PROVIDED PASSAGE –

Differences across the four groups (NGT and three GDM subtypes) were compared using the Kruskal-Wallis test for continuous variables and Fisher exact test for categorical variables. When the P value from the Kruskal-Wallis test or Fisher exact test was <0.05, pairwise comparisons between the NGT group and each GDM group were made using Dunn test or Fisher exact test. Bonferroni-adjusted P values are given for these pairwise comparisons in the third, fifth, and seventh columns.
The All GDM group was significantly different from the NGT group when compared using the rank sum test or χ2 test.
Missing data on infant hypoglycemia for 50 participants and delivery route for 12 participants; all other variables had data missing for <10 participants.
Subject characteristics and pregnancy outcomes in each GDM subtype are compared with the NGT group in Table 1. Women in the GDM-sensitivity group had higher BMI, while women in the GDM-secretion group and GDM-mixed group had BMIs similar to those in the NGT group. Women in the GDM-secretion group had late second-trimester fasting glucose similar to women who maintained NGT, whereas women in the other two GDM subgroups had elevated fasting glucose as compared with the NGT group, independent of BMI (P < 0.001). The GDM-sensitivity group had higher leptin and lower adiponectin compared with the NGT group; after adjustment for BMI, only the adiponectin difference remained significant (P = 0.01).

PROVIDED DATA –
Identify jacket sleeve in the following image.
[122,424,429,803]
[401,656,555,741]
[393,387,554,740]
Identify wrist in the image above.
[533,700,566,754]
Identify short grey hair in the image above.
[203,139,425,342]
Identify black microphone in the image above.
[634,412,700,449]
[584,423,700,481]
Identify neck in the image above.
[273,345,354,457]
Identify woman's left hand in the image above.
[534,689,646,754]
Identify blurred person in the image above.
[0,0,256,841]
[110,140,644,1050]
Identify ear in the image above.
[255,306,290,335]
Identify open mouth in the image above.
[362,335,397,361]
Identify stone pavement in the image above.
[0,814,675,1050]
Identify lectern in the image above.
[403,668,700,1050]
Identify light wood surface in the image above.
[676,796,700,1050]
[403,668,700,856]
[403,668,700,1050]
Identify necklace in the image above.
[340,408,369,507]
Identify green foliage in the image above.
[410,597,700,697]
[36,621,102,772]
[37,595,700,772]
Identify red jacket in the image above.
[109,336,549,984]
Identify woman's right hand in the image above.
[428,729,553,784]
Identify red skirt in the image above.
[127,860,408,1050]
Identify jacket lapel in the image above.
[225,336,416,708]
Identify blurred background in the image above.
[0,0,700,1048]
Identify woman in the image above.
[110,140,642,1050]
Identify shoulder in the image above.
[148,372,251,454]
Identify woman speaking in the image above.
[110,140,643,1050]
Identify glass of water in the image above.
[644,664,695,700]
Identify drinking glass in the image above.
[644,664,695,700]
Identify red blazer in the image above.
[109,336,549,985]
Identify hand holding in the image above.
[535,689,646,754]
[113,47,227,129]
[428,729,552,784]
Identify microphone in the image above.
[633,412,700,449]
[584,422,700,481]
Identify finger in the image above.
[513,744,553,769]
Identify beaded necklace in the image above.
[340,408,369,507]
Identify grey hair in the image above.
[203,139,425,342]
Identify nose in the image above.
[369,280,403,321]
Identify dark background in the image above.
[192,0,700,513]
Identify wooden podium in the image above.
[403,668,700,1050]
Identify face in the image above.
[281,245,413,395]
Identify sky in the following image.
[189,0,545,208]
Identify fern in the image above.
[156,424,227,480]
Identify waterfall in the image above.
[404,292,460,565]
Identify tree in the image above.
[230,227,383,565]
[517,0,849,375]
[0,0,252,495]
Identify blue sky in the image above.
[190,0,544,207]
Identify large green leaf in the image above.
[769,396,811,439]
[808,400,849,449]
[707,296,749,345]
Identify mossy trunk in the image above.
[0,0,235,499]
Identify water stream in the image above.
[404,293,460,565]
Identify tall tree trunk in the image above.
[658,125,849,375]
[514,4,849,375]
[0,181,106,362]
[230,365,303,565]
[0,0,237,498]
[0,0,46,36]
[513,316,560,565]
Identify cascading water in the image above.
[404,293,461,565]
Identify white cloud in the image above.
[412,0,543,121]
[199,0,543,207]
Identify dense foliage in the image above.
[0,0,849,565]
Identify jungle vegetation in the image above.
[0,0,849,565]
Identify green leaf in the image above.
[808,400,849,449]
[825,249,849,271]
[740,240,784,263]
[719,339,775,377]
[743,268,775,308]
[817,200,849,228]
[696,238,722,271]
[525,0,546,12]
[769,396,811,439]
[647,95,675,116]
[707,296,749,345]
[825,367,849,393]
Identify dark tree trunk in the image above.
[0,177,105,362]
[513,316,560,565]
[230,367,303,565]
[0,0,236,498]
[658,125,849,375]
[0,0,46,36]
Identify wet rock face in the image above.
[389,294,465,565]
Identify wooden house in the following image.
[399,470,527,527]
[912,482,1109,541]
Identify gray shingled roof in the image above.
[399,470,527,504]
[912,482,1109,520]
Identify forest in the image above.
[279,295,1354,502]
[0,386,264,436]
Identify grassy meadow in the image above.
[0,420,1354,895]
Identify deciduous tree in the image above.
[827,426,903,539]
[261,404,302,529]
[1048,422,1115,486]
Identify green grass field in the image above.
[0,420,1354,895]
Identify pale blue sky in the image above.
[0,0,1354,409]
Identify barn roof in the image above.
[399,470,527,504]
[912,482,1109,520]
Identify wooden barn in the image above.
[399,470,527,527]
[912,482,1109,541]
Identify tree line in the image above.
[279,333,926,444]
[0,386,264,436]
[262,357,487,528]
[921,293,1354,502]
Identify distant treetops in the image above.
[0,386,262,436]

BRIEF 1 –
Answer these questions from the GDM subtype passage:
(a) Which test was used to compare continuous variables across the four groups?
(b) For how many participants were data on infant hypoglycemia missing?
(c) After adjustment for BMI, which difference between the GDM-sensitivity group and the NGT group remained significant?
BRIEF 2 –
Reproduce the GDM subtype passage from "Missing data on" to "for <10 participants.".

ANSWER SECTION 1 –
(a) The Kruskal-Wallis test.
(b) 50 participants.
(c) The adiponectin difference (P = 0.01).

ANSWER SECTION 2 –
Missing data on infant hypoglycemia for 50 participants and delivery route for 12 participants; all other variables had data missing for <10 participants.